**WHAT NEEDS TO BE DONE**: Translate this sentence from the passage on Maryland property assessment values into Spanish: "With those explained, let's continue cleaning up this data and rename these columns to more simple and relevant names to not clutter code or our tables."

**SELECTED PASSAGE**:
· · · ·

Circuit Breaker Value: this is the total value of the property, but with regards to and adjusted in accordance to a Circuit Breaker program in Maryland, which is a program to reduce property taxes for those who would have trouble affording them, you can learn more about this here. As I am looking purely at the cost of the property itself and not the tax situations of the homeowners, this value is not important for this analysis
Each of these values are also distributed across the following groups:
Sales segments 1-3: Sales segments usually refers to sales for different markets (like selling for a residential market as opposed to a commercial one), but it also appears to be used in this data to represent previous transactions. Due to being highly variable in having data for these segments and having better alternative available, these groups will be skipped.
Previous Year Assessments: It is as it says, interesting data to consider but won’t be in use for a limited span.
Current cycle: With respect/accounting for the current market cycle. Cycles in this context refer to the various phases of the real estate market (conventionally this is recovery, expansion, hyper supply, and recession), as some of this data is assessed at different times, we won’t be relying on this data heavily due to being more variable and representing current market shifts as opposed to more objective assessment of property.
Base cycle: This is the assessment independent of current cycle trends, the base value to work off of. Our assessment data will focus on these values.
With those explained, let’s continue cleaning up this data and rename these columns to more simple and relevant names to not clutter code or our tables.

· · · ·

**DATA**:
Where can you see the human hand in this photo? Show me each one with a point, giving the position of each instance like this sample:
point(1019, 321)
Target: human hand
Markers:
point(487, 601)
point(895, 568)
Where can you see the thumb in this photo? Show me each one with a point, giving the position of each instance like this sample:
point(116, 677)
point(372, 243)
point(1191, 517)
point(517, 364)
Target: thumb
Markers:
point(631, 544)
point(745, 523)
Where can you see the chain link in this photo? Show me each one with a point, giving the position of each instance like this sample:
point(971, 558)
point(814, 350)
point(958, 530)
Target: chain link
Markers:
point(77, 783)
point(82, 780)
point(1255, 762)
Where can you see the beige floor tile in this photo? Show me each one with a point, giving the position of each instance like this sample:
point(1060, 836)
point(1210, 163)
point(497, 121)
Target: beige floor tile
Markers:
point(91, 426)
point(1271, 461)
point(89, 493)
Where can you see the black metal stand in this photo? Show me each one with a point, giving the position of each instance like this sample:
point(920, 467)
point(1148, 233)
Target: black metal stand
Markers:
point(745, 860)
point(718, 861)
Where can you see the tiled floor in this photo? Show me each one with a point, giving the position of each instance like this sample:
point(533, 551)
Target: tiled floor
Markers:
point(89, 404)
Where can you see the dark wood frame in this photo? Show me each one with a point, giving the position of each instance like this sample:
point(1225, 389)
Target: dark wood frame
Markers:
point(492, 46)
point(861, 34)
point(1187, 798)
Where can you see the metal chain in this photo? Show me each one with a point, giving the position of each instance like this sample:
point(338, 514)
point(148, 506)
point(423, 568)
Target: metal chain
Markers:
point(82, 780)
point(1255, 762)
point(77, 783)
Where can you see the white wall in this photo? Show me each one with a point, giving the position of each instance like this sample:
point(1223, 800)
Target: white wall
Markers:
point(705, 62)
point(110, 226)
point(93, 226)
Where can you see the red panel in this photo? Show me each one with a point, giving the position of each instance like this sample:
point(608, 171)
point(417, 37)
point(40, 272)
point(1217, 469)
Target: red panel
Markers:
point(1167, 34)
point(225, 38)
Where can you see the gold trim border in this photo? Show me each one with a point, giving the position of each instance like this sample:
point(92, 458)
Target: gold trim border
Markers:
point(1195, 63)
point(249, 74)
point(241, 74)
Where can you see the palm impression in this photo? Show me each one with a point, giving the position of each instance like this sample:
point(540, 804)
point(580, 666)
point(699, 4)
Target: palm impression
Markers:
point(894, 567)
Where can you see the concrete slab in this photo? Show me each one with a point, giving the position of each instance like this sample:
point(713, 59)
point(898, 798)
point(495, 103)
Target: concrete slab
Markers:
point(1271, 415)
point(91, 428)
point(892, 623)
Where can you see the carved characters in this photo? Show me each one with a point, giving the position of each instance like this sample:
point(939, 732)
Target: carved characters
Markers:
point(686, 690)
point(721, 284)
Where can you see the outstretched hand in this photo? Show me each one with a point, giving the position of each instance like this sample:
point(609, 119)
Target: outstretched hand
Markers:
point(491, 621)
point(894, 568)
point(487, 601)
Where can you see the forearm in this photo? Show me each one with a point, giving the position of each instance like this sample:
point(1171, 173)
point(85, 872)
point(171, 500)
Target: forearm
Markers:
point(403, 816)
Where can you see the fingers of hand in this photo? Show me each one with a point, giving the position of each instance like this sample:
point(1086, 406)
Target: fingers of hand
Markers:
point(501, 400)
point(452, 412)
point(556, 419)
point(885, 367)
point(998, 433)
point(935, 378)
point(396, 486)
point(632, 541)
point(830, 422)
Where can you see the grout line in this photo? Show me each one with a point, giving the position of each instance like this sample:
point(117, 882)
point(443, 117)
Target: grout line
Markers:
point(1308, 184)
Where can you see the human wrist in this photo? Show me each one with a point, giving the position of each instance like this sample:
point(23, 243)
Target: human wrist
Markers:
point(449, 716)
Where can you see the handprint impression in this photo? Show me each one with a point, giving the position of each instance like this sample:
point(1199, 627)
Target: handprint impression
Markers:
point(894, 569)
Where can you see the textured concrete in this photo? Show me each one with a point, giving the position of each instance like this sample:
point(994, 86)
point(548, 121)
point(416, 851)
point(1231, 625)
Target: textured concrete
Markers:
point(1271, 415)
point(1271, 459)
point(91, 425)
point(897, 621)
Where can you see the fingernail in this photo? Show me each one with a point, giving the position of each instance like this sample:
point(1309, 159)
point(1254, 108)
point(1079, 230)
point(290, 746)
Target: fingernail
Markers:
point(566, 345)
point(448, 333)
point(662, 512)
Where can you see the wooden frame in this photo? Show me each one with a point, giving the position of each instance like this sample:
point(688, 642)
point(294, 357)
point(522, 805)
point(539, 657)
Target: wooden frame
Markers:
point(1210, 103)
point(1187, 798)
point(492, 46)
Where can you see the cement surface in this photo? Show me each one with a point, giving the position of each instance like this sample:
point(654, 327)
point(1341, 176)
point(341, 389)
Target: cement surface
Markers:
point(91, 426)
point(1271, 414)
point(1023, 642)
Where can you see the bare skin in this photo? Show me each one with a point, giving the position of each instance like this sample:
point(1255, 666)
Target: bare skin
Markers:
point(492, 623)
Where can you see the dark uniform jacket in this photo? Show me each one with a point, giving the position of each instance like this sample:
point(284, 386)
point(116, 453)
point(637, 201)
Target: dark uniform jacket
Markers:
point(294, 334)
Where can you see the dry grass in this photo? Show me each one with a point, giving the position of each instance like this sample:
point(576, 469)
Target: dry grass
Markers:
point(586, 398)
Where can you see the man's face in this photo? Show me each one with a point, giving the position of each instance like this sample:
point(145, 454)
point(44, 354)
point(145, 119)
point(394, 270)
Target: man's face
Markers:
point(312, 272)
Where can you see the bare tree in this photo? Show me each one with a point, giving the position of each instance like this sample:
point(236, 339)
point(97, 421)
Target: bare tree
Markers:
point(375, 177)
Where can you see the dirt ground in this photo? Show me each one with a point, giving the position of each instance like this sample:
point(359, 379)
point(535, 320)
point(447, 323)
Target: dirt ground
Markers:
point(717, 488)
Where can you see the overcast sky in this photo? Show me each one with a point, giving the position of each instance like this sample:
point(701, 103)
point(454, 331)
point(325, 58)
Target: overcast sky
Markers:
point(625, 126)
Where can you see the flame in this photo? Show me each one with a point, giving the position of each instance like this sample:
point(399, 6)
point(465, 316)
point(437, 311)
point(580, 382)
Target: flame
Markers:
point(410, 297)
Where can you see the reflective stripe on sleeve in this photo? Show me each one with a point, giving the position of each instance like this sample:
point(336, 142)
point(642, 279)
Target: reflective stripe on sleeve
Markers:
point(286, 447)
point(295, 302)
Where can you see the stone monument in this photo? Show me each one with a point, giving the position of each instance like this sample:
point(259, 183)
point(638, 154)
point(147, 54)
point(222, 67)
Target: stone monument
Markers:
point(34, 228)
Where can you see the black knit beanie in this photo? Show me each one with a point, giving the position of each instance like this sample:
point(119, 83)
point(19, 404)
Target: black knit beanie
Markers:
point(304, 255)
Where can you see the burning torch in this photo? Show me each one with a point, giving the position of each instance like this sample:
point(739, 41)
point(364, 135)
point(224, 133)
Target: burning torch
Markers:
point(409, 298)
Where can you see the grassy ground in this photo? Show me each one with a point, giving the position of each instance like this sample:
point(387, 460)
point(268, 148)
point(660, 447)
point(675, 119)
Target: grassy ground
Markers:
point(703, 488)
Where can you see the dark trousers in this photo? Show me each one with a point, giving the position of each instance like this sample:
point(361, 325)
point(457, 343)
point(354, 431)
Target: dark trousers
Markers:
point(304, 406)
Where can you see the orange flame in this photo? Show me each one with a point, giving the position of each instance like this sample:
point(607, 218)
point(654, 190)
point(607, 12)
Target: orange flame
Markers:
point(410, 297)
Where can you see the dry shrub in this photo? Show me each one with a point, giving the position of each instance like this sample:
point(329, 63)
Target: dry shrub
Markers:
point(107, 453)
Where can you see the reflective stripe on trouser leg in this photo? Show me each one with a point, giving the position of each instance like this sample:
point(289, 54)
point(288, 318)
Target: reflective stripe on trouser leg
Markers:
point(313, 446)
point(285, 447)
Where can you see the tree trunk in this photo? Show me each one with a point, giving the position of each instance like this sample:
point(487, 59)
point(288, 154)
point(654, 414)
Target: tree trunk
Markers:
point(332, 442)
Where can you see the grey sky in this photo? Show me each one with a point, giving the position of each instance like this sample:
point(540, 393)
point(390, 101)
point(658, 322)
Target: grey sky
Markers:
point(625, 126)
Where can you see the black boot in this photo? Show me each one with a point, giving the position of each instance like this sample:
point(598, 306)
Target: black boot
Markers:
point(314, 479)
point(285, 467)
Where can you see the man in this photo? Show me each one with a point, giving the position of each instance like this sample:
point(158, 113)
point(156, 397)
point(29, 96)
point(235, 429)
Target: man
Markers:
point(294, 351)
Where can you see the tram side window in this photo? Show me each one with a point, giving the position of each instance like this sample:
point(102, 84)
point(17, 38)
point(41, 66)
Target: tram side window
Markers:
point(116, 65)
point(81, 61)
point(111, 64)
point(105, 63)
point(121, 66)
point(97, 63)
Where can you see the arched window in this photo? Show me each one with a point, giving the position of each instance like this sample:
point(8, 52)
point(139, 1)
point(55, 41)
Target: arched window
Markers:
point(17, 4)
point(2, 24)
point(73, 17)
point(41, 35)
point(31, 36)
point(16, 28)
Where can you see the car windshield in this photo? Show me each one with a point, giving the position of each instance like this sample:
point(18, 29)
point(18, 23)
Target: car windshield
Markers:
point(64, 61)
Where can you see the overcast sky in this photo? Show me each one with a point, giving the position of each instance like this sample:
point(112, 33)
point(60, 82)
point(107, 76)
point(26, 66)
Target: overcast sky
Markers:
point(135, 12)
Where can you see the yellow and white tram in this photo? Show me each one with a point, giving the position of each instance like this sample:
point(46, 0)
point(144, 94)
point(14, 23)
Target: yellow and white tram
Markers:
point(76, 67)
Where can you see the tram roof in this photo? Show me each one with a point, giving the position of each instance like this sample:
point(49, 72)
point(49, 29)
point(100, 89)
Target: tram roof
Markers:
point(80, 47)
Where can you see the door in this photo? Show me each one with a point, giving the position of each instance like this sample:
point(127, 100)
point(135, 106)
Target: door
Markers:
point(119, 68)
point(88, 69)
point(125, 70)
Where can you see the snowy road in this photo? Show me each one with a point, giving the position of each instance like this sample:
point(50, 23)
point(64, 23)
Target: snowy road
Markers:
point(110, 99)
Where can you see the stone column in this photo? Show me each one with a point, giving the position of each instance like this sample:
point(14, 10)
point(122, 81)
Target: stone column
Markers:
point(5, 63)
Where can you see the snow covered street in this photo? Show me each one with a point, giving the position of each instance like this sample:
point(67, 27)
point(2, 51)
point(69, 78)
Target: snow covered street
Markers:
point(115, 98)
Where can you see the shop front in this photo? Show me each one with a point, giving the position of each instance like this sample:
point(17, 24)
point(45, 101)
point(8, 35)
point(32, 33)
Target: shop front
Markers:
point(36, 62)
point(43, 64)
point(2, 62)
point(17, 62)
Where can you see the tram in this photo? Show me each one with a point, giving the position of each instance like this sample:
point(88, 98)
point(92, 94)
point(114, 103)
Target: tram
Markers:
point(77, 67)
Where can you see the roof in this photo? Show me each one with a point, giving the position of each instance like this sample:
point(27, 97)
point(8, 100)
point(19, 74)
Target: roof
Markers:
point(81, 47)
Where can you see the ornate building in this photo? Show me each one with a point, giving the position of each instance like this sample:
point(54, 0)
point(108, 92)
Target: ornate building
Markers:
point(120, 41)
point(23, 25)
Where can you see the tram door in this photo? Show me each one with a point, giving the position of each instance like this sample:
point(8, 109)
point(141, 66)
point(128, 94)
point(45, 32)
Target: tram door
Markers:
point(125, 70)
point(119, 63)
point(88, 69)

· · · ·

**OUTPUT OF THE EXERCISE**: Una vez explicados estos, sigamos limpiando estos datos y cambiemos el nombre de estas columnas por nombres más simples y pertinentes para no saturar el código ni nuestras tablas.